## JOB
In the data below, find the line containing "Expected behaviour: for every instance of the forested"; reproduce that line and all subsequent lines exactly, and nothing else.

## DATASET RECORDS
- - -
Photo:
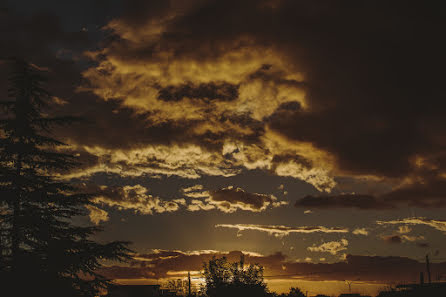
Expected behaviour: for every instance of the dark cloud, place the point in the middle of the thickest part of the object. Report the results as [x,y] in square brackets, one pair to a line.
[393,239]
[424,245]
[229,198]
[205,91]
[425,193]
[364,202]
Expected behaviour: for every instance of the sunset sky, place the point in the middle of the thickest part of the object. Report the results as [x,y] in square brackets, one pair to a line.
[308,135]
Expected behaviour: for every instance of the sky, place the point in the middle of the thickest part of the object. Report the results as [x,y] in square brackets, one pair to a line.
[306,135]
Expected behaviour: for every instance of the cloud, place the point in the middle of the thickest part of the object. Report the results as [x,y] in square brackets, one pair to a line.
[135,198]
[97,215]
[361,231]
[279,231]
[158,263]
[359,201]
[332,247]
[436,224]
[230,199]
[170,78]
[392,239]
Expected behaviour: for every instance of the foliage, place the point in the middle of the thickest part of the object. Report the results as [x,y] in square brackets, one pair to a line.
[233,279]
[40,244]
[294,292]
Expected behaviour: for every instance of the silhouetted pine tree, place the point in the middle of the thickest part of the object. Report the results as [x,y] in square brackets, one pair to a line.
[41,248]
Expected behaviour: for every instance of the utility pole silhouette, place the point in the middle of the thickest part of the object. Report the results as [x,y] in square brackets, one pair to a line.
[188,279]
[428,269]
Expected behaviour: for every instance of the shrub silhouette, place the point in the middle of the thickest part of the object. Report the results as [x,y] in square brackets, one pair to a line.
[233,279]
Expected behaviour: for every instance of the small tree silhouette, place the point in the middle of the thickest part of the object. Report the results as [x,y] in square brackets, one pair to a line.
[233,279]
[41,248]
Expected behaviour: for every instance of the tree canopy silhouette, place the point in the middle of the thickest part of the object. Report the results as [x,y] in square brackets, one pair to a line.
[41,247]
[233,279]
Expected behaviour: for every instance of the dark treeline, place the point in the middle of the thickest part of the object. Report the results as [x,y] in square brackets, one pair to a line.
[42,252]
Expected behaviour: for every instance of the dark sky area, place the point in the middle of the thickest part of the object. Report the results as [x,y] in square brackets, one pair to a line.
[309,135]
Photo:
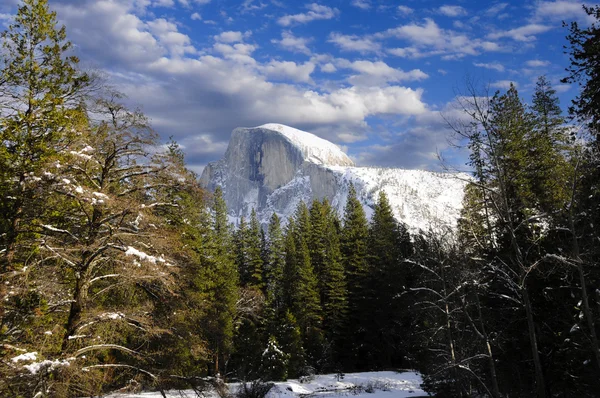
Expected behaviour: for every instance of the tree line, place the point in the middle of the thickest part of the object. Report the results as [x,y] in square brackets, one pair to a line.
[119,272]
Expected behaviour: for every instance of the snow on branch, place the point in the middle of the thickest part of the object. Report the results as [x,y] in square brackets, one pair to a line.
[106,346]
[117,365]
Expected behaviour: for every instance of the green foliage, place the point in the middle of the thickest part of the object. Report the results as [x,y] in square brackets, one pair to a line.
[584,69]
[274,362]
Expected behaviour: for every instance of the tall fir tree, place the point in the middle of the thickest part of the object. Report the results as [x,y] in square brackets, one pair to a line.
[255,252]
[354,238]
[389,245]
[334,289]
[42,88]
[221,281]
[274,270]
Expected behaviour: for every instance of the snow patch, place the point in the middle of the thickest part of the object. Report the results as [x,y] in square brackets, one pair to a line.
[314,149]
[30,356]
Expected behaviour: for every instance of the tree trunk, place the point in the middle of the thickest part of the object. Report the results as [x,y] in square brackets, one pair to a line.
[13,233]
[492,365]
[539,375]
[587,312]
[78,305]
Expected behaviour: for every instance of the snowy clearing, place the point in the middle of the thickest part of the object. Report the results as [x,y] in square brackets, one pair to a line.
[368,384]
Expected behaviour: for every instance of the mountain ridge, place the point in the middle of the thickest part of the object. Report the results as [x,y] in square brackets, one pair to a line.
[273,167]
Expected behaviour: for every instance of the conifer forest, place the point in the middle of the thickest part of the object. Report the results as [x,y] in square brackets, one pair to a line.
[118,269]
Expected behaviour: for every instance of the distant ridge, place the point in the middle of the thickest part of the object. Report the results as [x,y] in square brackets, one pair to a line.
[273,167]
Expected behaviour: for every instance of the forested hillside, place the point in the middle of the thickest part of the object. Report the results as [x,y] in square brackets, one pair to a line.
[118,272]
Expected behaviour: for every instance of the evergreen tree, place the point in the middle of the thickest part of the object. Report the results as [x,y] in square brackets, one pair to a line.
[389,245]
[274,362]
[240,243]
[354,239]
[41,88]
[221,280]
[585,70]
[255,252]
[290,339]
[275,265]
[334,290]
[548,168]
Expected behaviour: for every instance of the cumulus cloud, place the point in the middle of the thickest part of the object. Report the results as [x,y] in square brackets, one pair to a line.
[362,4]
[503,84]
[328,68]
[315,12]
[536,63]
[378,73]
[428,39]
[229,37]
[524,33]
[288,70]
[354,43]
[292,43]
[452,11]
[496,9]
[404,10]
[561,10]
[492,65]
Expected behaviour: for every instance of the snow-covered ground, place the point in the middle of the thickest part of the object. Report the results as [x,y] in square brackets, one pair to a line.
[368,384]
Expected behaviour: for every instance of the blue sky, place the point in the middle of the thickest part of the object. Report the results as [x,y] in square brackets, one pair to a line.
[372,76]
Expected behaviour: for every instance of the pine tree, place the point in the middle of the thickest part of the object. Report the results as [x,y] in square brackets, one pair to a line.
[275,265]
[255,255]
[240,243]
[274,362]
[548,167]
[290,339]
[334,289]
[316,243]
[354,238]
[389,245]
[221,280]
[41,87]
[585,70]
- - -
## OUTPUT FOR THIS TASK
Expected behaviour: for every instance of the forested hillside, place the point in the middle of the thickest part of the object. Report the results as [x,y] in square brackets, one pair to a line.
[118,272]
Expected behaviour: for every instance of the evergreen tree, place the point in the middle of the thickest part of the object. Report the results as [x,y] in square brackets, one pair to a line.
[389,245]
[274,362]
[240,243]
[354,239]
[41,88]
[221,280]
[585,70]
[255,252]
[290,339]
[275,265]
[334,290]
[548,168]
Expected behaviour: for every instance of the cumulus cloud, place the point in the middle of the thickest part of the object. Report the results as [x,y] in square brackets, one pair to a line.
[362,4]
[503,84]
[328,68]
[315,12]
[536,63]
[378,73]
[428,39]
[229,37]
[524,33]
[288,70]
[354,43]
[292,43]
[452,11]
[496,9]
[404,10]
[561,10]
[492,65]
Expected behaviour: for every instance of the snow-covered ground, place the point in the middle of the thickest part of the object. Report the results as [x,y] in square brackets, one pair to a line.
[368,384]
Expected behaviour: for every instance of the blue sky, place the point in the middle of the thickest part of the object. Report the results as [x,y] in square brackets, one pair to a line.
[372,76]
Expected behaviour: for every instance of the pine tree, place the point in the middle of the thickest part of the object. Report the results as [x,y] in square brackets, one pair to a line.
[275,265]
[255,255]
[240,243]
[274,362]
[548,167]
[290,339]
[334,289]
[316,243]
[354,238]
[389,245]
[221,280]
[41,87]
[585,70]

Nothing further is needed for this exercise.